* Required task A
Decide whether each statement agrees with the CEEWEB text below: (i) the head office in Miskolc has about 20 volunteers; (ii) lobbying is CEEWEB's main activity; (iii) most of CEEWEB's money comes from membership fees. For each, answer yes or no and quote the deciding words from the text.

* Reading text
[BEGIN]
The organization has a board consisting of three coaches, a secretary and a treasurer. The board together with 14 focal points, in each connected country, is the facilitating team of CEEWEB. The focal points deal with the operating of CEEWEB on local level; they distribute information and implement local projects within CEEWEB. The organization works on both international and national level in the 14 connected countries. Depending on the activities of the focal point. the regional level can be involved.

Objective(s) / Goal(s)

To develop a common policy on biodiversity in CEE. The biodiversity issue should become an issue in every level of society, so CEEWEB wants to build awareness for this on political and public level within CEE.

Main areas of activity of CEEWEB

Collection and dissemination of information is the main activity of CEEWEB. However nature protection actions and environmental education and training, based on the biodiversity topic are important as well. The coordinating office in Miskolc deals with social and political activities, including, public expertise and lobbying. The ideal is to give CEE one voice on mondial scale for the biodiversity issue.

Resources

Human
At the head office in Miskolc there are 2,5 paid jobs and about 20 volunteers. One of the employees is a Westerner from the United States who is editing CEEWEBs newsletter and other publications. Members are both NGOs and individuals, about 40 NGOs and 40 individuals are members of CEEWEB.
Money
The budget in 1995 was 87,000 ECU. Grants for CEEWEB come from the European Parliament, the Hungarian Parliament, some Western NGOs and funding organizations like the REC. A small amount of money is received from membership fees.
[END]
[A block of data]
[BEGIN]
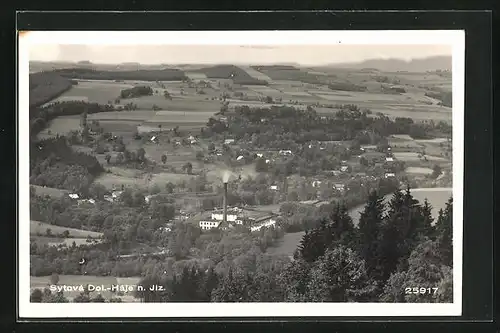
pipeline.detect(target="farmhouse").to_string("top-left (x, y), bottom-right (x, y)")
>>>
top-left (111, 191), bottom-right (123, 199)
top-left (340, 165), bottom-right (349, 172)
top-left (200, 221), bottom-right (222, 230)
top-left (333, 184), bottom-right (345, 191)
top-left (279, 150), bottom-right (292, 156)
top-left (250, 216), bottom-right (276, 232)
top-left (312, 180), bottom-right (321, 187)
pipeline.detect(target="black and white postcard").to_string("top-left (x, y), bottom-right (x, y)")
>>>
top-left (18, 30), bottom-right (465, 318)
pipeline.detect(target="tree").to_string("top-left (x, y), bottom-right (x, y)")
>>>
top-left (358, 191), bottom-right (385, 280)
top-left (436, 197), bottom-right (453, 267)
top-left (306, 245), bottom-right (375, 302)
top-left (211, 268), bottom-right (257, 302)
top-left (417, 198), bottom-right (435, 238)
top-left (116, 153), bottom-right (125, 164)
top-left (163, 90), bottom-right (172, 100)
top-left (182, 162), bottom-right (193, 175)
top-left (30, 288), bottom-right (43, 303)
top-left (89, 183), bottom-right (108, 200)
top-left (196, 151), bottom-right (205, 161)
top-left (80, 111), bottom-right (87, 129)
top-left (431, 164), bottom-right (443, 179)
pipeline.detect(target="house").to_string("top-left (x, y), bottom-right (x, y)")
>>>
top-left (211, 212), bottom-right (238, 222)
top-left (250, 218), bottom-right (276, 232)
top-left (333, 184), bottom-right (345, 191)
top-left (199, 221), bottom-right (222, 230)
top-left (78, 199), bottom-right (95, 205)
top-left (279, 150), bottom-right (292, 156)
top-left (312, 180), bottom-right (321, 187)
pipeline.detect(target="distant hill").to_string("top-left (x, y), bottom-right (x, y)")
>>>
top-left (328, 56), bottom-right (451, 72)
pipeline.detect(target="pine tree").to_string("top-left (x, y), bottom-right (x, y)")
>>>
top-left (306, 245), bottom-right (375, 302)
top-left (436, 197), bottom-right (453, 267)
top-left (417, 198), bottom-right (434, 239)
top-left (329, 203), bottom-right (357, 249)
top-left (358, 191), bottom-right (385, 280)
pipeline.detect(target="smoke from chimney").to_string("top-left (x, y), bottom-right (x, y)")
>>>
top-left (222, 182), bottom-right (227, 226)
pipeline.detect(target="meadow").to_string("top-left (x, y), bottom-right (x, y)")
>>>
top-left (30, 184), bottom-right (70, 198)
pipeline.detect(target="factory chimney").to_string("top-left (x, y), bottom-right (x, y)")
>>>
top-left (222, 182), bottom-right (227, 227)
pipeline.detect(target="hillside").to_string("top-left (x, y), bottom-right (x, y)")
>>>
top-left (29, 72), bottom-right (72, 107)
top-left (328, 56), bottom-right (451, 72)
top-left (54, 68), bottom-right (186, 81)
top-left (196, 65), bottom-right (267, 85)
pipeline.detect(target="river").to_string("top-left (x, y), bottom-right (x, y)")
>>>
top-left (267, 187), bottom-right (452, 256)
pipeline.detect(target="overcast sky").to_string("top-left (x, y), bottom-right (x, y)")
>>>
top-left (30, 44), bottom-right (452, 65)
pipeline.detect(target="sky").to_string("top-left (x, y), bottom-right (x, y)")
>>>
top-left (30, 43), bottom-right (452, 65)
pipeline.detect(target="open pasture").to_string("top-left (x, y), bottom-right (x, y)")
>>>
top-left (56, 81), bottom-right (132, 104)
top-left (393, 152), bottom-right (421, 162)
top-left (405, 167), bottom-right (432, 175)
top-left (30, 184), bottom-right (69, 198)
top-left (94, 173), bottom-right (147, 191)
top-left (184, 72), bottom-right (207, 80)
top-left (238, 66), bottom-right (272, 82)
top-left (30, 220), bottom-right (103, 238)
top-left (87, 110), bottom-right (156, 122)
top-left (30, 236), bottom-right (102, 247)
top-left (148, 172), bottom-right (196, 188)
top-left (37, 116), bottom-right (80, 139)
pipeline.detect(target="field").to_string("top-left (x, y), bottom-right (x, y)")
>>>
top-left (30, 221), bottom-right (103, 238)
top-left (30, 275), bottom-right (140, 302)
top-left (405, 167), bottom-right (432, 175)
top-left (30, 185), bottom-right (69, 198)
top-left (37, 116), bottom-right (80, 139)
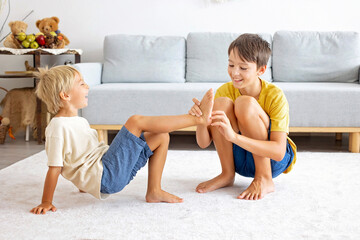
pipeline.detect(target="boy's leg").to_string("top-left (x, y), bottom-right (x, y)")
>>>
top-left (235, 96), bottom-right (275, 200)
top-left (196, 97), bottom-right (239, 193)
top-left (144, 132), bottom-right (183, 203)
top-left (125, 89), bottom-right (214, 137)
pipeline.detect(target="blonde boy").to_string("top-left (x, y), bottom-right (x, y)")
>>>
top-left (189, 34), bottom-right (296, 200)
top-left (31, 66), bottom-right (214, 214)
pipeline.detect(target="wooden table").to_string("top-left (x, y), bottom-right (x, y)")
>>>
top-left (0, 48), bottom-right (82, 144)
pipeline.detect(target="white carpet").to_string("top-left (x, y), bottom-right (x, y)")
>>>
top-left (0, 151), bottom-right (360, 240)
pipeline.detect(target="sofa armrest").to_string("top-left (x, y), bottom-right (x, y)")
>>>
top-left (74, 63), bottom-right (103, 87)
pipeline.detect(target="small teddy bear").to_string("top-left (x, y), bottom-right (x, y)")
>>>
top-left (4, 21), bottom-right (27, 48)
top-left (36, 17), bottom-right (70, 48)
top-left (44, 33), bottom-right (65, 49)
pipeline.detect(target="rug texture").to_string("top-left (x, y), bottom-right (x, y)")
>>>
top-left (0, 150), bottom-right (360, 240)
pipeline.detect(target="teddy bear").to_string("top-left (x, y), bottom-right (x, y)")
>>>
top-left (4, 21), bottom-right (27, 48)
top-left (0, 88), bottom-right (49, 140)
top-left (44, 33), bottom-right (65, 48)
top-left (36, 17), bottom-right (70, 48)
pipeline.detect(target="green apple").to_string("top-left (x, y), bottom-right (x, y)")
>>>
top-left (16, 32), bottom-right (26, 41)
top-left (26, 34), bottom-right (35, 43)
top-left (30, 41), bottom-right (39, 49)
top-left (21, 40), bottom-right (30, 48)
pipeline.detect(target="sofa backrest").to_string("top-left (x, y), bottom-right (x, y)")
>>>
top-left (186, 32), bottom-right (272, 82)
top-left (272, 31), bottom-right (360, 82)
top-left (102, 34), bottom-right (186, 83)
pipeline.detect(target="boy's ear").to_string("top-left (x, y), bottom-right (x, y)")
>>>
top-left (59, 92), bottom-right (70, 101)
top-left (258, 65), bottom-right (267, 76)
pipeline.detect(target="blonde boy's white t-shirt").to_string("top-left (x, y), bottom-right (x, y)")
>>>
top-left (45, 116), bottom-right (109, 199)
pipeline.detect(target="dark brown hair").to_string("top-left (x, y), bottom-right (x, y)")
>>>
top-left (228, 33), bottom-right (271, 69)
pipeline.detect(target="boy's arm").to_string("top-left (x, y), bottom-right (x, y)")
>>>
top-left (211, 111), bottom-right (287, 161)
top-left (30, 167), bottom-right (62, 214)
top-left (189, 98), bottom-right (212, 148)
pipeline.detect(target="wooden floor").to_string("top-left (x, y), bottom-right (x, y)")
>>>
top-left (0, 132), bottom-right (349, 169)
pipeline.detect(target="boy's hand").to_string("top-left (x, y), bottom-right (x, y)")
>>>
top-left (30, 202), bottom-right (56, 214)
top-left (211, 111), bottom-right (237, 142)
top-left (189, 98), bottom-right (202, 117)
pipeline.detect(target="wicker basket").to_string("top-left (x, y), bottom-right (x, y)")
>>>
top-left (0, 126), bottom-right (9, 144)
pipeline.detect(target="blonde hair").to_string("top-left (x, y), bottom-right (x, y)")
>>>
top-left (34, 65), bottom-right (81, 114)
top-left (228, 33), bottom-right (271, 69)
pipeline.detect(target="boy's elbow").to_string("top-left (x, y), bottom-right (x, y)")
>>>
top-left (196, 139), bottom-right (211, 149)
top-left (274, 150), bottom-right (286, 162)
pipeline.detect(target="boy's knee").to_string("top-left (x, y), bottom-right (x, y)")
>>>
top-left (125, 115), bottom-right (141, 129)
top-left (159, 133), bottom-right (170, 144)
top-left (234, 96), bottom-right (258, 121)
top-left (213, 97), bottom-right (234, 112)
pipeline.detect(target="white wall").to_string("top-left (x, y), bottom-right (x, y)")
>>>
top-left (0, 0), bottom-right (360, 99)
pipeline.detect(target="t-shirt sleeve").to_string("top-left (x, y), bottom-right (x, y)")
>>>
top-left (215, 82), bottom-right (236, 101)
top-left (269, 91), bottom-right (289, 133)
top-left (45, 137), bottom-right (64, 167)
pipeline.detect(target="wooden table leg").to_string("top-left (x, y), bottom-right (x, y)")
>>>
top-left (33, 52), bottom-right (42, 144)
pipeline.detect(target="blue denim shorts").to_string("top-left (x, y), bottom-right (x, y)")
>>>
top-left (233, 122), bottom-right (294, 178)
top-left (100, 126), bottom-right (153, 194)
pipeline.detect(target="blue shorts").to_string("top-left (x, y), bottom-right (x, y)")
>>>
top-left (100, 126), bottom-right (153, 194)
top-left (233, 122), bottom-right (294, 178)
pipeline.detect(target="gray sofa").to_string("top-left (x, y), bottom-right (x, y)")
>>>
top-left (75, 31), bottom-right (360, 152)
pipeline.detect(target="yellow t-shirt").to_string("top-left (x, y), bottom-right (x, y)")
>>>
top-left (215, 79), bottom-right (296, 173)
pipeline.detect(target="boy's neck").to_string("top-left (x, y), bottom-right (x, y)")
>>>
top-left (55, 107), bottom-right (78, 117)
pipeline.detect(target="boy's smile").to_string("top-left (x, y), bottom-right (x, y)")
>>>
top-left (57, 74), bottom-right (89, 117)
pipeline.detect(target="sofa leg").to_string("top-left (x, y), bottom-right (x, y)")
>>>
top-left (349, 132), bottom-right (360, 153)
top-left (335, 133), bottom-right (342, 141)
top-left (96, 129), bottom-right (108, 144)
[END]
* Required task B
Return every line of the listing above that contains the word "hair".

* Problem solution A
(i) Yes: "about 20 volunteers"
(ii) No: "Collection and dissemination of information is the main activity of CEEWEB."
(iii) No: "A small amount of money is received from membership fees."

* Problem solution B
pipeline.detect(target="dark brown hair").to_string("top-left (x, y), bottom-right (x, y)")
pipeline.detect(target="blonde hair").to_string("top-left (x, y), bottom-right (x, y)")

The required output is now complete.